### How to complete this task
Only a number is wanted here: the count of lines in the entries below that include the word "woman".

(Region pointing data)
────────────────────

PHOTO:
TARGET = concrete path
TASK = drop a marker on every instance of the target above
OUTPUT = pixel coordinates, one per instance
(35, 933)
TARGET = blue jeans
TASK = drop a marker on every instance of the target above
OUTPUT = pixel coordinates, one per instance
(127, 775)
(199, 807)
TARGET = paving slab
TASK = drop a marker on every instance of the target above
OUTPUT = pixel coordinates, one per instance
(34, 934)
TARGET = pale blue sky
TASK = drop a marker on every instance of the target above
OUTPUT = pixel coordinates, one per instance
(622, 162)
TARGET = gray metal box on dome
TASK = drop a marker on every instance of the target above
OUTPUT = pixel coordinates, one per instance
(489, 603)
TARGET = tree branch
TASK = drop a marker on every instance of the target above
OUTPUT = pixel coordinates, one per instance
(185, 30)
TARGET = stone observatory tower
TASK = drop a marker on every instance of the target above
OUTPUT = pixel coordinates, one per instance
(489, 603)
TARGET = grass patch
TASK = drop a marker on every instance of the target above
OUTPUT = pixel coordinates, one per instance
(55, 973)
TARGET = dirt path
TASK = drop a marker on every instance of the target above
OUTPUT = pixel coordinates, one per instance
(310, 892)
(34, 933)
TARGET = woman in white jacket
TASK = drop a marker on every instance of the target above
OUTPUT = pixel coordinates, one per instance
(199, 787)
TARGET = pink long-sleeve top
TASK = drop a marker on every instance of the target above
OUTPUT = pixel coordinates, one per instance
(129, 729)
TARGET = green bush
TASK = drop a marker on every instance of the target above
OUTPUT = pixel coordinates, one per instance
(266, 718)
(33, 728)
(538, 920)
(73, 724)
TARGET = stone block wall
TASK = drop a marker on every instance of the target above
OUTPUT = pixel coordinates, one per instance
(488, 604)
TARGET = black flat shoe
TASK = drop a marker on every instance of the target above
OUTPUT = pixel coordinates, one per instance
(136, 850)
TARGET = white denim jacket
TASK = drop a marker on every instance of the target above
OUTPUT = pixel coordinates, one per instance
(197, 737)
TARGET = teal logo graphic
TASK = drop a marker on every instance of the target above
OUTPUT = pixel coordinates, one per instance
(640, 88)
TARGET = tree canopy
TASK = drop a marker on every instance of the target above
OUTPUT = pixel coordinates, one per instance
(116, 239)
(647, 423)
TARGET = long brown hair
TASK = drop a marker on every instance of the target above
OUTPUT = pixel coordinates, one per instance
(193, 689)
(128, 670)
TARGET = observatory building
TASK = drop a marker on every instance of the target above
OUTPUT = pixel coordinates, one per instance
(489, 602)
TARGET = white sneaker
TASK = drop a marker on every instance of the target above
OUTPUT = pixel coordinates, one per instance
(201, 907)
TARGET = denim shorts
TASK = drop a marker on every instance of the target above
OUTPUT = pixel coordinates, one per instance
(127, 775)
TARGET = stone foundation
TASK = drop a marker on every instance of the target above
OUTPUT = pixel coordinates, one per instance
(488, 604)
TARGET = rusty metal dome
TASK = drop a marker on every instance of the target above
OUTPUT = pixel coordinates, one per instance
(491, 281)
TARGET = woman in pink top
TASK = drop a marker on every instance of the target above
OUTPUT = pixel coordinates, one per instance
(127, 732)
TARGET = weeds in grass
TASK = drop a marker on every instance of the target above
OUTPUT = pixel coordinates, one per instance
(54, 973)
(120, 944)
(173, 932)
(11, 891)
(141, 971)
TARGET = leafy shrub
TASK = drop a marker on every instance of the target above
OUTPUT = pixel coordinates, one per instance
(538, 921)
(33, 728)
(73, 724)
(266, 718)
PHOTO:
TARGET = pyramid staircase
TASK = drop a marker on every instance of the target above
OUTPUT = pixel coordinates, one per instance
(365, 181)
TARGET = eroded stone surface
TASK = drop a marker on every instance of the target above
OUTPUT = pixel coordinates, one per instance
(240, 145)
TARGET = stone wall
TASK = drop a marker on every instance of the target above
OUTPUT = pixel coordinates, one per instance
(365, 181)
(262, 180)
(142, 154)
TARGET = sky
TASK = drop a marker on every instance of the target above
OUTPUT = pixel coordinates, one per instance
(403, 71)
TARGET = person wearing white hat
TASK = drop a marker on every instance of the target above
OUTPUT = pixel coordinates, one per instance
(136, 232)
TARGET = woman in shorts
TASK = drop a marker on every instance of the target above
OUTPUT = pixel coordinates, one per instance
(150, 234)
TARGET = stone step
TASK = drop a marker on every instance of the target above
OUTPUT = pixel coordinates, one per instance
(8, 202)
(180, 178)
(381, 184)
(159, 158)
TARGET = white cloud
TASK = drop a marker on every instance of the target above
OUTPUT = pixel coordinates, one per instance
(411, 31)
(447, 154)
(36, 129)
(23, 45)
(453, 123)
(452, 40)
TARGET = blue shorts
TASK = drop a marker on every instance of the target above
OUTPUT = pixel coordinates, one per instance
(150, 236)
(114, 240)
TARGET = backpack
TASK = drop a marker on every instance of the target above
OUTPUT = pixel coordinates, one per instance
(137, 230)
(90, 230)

────────────────────

### Problem solution
3